** BEGIN **
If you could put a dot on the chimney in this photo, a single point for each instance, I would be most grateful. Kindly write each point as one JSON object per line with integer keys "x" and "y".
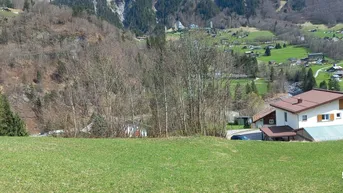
{"x": 299, "y": 100}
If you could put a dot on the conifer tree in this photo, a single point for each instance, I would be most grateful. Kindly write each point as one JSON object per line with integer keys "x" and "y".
{"x": 268, "y": 52}
{"x": 10, "y": 123}
{"x": 247, "y": 88}
{"x": 253, "y": 87}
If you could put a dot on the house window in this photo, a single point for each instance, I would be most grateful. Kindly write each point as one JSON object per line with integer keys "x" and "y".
{"x": 325, "y": 117}
{"x": 285, "y": 116}
{"x": 271, "y": 122}
{"x": 304, "y": 117}
{"x": 338, "y": 116}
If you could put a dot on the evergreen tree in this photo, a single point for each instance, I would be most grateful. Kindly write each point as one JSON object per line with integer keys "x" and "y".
{"x": 140, "y": 18}
{"x": 278, "y": 46}
{"x": 253, "y": 87}
{"x": 323, "y": 85}
{"x": 310, "y": 81}
{"x": 26, "y": 5}
{"x": 269, "y": 88}
{"x": 39, "y": 76}
{"x": 207, "y": 9}
{"x": 10, "y": 123}
{"x": 247, "y": 88}
{"x": 268, "y": 52}
{"x": 334, "y": 85}
{"x": 271, "y": 77}
{"x": 99, "y": 127}
{"x": 238, "y": 103}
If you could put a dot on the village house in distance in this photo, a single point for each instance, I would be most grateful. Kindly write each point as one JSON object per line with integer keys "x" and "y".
{"x": 315, "y": 115}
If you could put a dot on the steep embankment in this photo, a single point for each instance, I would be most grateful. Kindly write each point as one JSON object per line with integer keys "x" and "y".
{"x": 47, "y": 57}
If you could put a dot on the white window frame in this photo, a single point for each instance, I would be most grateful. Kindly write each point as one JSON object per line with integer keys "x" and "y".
{"x": 285, "y": 117}
{"x": 338, "y": 117}
{"x": 271, "y": 122}
{"x": 325, "y": 117}
{"x": 302, "y": 118}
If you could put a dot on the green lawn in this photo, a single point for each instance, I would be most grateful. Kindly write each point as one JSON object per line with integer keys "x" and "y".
{"x": 203, "y": 164}
{"x": 261, "y": 85}
{"x": 282, "y": 55}
{"x": 323, "y": 75}
{"x": 322, "y": 30}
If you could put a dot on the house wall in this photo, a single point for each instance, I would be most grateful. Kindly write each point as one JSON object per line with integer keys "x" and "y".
{"x": 268, "y": 117}
{"x": 292, "y": 119}
{"x": 259, "y": 124}
{"x": 312, "y": 121}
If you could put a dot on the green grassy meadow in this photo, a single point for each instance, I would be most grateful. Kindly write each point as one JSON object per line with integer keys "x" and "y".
{"x": 196, "y": 164}
{"x": 322, "y": 30}
{"x": 323, "y": 75}
{"x": 282, "y": 55}
{"x": 261, "y": 85}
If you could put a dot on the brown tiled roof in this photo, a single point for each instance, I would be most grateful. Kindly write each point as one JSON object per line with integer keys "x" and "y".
{"x": 262, "y": 114}
{"x": 279, "y": 131}
{"x": 310, "y": 99}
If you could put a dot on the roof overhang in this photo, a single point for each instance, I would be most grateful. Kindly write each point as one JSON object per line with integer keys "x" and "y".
{"x": 279, "y": 131}
{"x": 305, "y": 109}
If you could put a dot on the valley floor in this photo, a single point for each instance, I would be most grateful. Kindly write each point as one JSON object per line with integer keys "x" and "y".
{"x": 196, "y": 164}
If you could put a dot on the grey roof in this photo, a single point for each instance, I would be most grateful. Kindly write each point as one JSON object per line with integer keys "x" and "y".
{"x": 325, "y": 133}
{"x": 316, "y": 54}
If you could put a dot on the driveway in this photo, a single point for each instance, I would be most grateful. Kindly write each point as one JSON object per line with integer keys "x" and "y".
{"x": 253, "y": 134}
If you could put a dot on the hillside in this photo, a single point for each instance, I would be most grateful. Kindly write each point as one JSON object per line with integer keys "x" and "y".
{"x": 46, "y": 53}
{"x": 168, "y": 165}
{"x": 142, "y": 16}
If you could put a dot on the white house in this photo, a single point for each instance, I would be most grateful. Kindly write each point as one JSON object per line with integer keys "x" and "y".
{"x": 315, "y": 115}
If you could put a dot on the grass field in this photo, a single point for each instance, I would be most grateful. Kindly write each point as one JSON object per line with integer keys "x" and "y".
{"x": 261, "y": 85}
{"x": 282, "y": 55}
{"x": 201, "y": 164}
{"x": 323, "y": 75}
{"x": 322, "y": 30}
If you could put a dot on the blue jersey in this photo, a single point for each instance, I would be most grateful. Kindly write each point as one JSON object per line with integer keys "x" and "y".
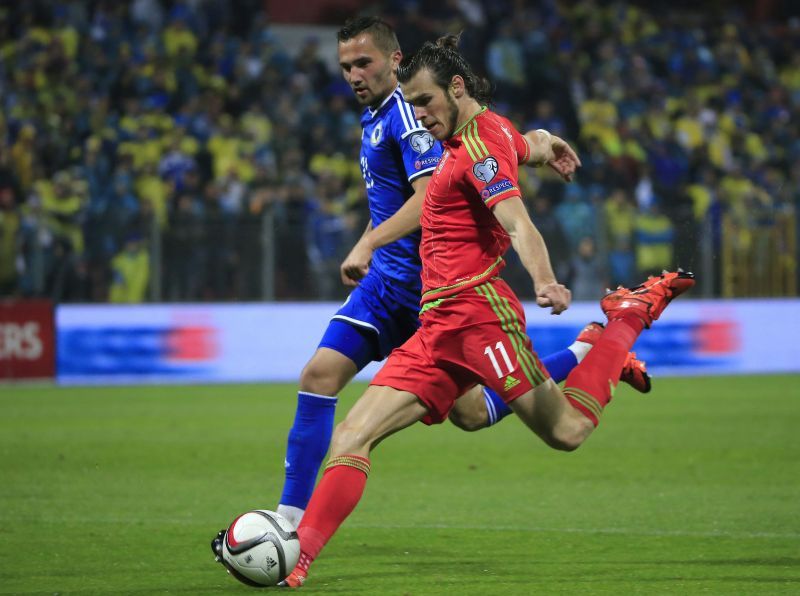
{"x": 395, "y": 150}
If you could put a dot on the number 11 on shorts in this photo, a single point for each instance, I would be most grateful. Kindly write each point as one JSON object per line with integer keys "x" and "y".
{"x": 502, "y": 350}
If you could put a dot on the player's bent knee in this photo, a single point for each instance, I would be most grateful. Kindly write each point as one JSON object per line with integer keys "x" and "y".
{"x": 469, "y": 421}
{"x": 349, "y": 439}
{"x": 322, "y": 380}
{"x": 566, "y": 438}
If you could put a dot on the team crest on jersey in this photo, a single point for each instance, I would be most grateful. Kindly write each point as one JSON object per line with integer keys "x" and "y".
{"x": 485, "y": 170}
{"x": 377, "y": 134}
{"x": 422, "y": 142}
{"x": 445, "y": 155}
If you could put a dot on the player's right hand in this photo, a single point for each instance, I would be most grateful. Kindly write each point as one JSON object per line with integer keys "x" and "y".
{"x": 555, "y": 296}
{"x": 356, "y": 265}
{"x": 564, "y": 161}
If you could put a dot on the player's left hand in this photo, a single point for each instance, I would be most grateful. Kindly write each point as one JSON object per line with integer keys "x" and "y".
{"x": 563, "y": 161}
{"x": 356, "y": 265}
{"x": 554, "y": 295}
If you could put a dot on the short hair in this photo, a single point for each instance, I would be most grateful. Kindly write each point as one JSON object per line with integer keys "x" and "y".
{"x": 443, "y": 60}
{"x": 381, "y": 32}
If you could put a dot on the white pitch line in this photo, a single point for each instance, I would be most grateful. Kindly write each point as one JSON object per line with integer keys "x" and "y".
{"x": 621, "y": 531}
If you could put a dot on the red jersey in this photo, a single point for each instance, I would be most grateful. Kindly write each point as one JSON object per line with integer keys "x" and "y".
{"x": 462, "y": 242}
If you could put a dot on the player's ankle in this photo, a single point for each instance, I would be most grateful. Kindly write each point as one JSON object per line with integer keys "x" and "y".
{"x": 291, "y": 513}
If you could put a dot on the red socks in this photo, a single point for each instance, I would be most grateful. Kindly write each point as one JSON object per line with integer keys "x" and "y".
{"x": 590, "y": 385}
{"x": 337, "y": 494}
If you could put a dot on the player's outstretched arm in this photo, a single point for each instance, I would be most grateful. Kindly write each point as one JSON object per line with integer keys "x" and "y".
{"x": 402, "y": 223}
{"x": 546, "y": 148}
{"x": 532, "y": 251}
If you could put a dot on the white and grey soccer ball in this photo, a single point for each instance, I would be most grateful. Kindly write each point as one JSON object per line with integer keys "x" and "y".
{"x": 260, "y": 548}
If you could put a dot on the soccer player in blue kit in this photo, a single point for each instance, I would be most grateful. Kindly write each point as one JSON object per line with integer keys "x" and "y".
{"x": 398, "y": 156}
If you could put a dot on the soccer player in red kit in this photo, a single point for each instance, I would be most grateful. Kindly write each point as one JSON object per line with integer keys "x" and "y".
{"x": 473, "y": 326}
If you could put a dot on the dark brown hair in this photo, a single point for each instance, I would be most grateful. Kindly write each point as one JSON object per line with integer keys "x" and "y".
{"x": 443, "y": 60}
{"x": 381, "y": 32}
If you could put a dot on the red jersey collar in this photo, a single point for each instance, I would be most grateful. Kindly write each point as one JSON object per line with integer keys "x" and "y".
{"x": 455, "y": 140}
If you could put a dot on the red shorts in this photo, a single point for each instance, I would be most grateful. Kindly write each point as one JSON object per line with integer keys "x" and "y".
{"x": 475, "y": 337}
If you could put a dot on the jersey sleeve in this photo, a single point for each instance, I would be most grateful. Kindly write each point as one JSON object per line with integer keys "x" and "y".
{"x": 521, "y": 146}
{"x": 419, "y": 150}
{"x": 494, "y": 149}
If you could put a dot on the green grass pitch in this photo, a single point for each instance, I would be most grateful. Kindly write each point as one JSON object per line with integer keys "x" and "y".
{"x": 692, "y": 489}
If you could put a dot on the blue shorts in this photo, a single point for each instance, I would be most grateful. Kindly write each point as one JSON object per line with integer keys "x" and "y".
{"x": 378, "y": 316}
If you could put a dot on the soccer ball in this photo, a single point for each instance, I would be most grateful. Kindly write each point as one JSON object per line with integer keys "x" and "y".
{"x": 260, "y": 548}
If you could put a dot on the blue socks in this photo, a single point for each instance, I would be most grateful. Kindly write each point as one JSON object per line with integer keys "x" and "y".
{"x": 309, "y": 439}
{"x": 558, "y": 365}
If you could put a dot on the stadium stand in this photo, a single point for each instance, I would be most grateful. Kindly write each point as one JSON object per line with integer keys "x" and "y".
{"x": 175, "y": 151}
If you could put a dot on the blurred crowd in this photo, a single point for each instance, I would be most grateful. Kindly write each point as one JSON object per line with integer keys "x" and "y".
{"x": 167, "y": 149}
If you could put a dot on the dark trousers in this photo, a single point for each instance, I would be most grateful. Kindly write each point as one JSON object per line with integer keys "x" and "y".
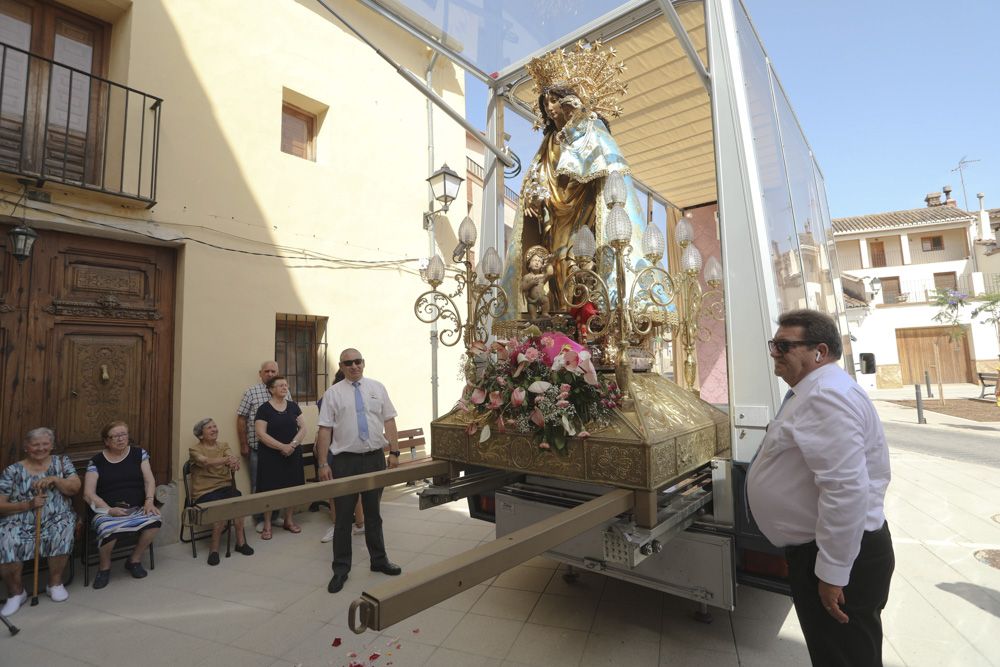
{"x": 346, "y": 465}
{"x": 857, "y": 643}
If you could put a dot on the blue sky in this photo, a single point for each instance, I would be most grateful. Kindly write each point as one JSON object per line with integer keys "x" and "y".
{"x": 891, "y": 95}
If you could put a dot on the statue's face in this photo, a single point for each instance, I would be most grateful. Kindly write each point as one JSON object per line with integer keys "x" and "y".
{"x": 556, "y": 111}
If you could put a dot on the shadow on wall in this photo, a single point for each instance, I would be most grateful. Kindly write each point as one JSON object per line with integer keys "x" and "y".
{"x": 201, "y": 187}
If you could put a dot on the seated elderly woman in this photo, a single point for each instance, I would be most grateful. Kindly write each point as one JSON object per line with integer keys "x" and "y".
{"x": 40, "y": 482}
{"x": 211, "y": 466}
{"x": 119, "y": 488}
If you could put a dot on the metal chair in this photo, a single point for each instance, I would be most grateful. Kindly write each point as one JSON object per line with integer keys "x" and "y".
{"x": 194, "y": 531}
{"x": 124, "y": 545}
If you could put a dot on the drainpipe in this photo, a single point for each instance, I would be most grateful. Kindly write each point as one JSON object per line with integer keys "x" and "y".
{"x": 428, "y": 78}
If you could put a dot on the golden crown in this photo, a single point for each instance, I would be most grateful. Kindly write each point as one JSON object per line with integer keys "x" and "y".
{"x": 587, "y": 71}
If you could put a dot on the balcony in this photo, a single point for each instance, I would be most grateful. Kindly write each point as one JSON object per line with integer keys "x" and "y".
{"x": 58, "y": 123}
{"x": 923, "y": 291}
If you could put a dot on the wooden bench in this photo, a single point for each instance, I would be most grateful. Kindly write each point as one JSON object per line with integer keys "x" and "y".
{"x": 987, "y": 381}
{"x": 412, "y": 439}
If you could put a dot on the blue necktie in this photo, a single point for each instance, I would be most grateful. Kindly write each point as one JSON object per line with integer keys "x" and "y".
{"x": 359, "y": 407}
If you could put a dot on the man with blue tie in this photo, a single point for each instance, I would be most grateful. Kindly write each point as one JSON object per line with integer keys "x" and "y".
{"x": 817, "y": 488}
{"x": 356, "y": 422}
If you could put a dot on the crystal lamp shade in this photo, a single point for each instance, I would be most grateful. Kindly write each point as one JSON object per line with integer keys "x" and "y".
{"x": 467, "y": 232}
{"x": 584, "y": 243}
{"x": 618, "y": 225}
{"x": 614, "y": 189}
{"x": 491, "y": 264}
{"x": 713, "y": 271}
{"x": 652, "y": 243}
{"x": 691, "y": 260}
{"x": 684, "y": 231}
{"x": 435, "y": 270}
{"x": 445, "y": 183}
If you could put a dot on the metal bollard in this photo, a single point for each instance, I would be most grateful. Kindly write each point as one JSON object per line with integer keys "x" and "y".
{"x": 920, "y": 406}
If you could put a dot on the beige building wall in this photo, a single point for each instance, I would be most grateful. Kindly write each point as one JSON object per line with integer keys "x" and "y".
{"x": 347, "y": 226}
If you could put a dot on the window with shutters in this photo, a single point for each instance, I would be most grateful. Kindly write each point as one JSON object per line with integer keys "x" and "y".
{"x": 50, "y": 102}
{"x": 300, "y": 350}
{"x": 298, "y": 132}
{"x": 931, "y": 243}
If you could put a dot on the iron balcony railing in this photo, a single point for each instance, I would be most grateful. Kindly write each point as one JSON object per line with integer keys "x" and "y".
{"x": 477, "y": 169}
{"x": 63, "y": 124}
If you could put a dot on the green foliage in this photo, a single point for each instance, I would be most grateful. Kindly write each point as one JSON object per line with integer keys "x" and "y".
{"x": 951, "y": 302}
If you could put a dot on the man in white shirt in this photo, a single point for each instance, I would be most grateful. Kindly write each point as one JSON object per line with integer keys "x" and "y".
{"x": 817, "y": 487}
{"x": 356, "y": 422}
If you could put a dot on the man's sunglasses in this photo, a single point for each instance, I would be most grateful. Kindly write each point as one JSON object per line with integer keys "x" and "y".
{"x": 783, "y": 346}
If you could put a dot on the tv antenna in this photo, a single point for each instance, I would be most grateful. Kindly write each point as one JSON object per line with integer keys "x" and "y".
{"x": 962, "y": 164}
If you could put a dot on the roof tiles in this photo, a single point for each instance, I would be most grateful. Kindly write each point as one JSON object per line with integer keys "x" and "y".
{"x": 915, "y": 217}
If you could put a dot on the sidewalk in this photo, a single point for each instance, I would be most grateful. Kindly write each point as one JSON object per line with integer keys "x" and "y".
{"x": 272, "y": 609}
{"x": 891, "y": 412}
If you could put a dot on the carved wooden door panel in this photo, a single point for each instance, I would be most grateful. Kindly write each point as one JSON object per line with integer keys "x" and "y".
{"x": 86, "y": 326}
{"x": 100, "y": 379}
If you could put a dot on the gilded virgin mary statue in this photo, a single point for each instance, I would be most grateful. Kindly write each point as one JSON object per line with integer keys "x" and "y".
{"x": 577, "y": 90}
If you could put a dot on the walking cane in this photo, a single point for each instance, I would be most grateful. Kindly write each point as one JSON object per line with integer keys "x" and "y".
{"x": 38, "y": 543}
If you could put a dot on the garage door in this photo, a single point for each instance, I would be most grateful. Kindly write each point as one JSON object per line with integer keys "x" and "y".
{"x": 916, "y": 354}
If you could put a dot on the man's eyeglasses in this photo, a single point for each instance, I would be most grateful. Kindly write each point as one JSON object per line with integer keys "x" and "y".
{"x": 783, "y": 346}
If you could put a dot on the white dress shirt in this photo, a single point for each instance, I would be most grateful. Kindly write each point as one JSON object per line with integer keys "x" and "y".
{"x": 339, "y": 413}
{"x": 822, "y": 471}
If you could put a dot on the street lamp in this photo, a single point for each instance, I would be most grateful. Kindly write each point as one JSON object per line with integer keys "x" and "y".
{"x": 444, "y": 184}
{"x": 22, "y": 239}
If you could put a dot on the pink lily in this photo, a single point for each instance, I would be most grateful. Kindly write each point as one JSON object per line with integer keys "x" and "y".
{"x": 517, "y": 397}
{"x": 589, "y": 372}
{"x": 496, "y": 401}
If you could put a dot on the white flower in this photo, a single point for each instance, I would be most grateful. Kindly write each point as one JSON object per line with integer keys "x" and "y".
{"x": 539, "y": 387}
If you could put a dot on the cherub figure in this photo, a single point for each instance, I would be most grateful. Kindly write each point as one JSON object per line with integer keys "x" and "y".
{"x": 538, "y": 270}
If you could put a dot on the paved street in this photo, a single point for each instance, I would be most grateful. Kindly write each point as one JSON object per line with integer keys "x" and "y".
{"x": 273, "y": 609}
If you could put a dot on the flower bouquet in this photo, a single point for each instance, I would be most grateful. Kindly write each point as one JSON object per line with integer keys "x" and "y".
{"x": 543, "y": 384}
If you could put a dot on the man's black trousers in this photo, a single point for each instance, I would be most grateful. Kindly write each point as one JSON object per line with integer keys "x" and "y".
{"x": 857, "y": 643}
{"x": 346, "y": 465}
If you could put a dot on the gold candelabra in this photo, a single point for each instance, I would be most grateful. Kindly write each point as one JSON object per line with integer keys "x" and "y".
{"x": 656, "y": 299}
{"x": 485, "y": 300}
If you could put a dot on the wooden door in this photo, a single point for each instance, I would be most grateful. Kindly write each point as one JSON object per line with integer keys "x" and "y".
** END **
All lines from the one containing "If you could put a dot on the paved" through the final line of the listing above are to be reproduced exactly; include both and add nothing.

If you could put a dot on the paved street in this photo, a single point for each instance, I would be most grateful. Kindly write each point as one JSON object per line with integer keys "x" and "y".
{"x": 273, "y": 609}
If you could put a dot on the flower bouquet in this photo, a single point for each instance, I would be most grateful. Kindly write each point as one JSON object per line with integer keys "x" and "y".
{"x": 543, "y": 384}
If you could put a dot on the man's black trousers in this photo, a single point for each instance, I would be most grateful. Kindly write each point as one JSON object per line with integer keys "x" and "y".
{"x": 857, "y": 643}
{"x": 346, "y": 465}
If you could put a dot on the gold candelabra in this photo, a single point for each instance, I would be most grateful. Kindly write each point as one JSON object per line with integer keys "x" and "y".
{"x": 656, "y": 299}
{"x": 485, "y": 300}
If you could put a dot on the wooden door in this photo, a single point for each instance, I would be most grateful. Kindly write each point as one JSON object per line with integer keys "x" and "y".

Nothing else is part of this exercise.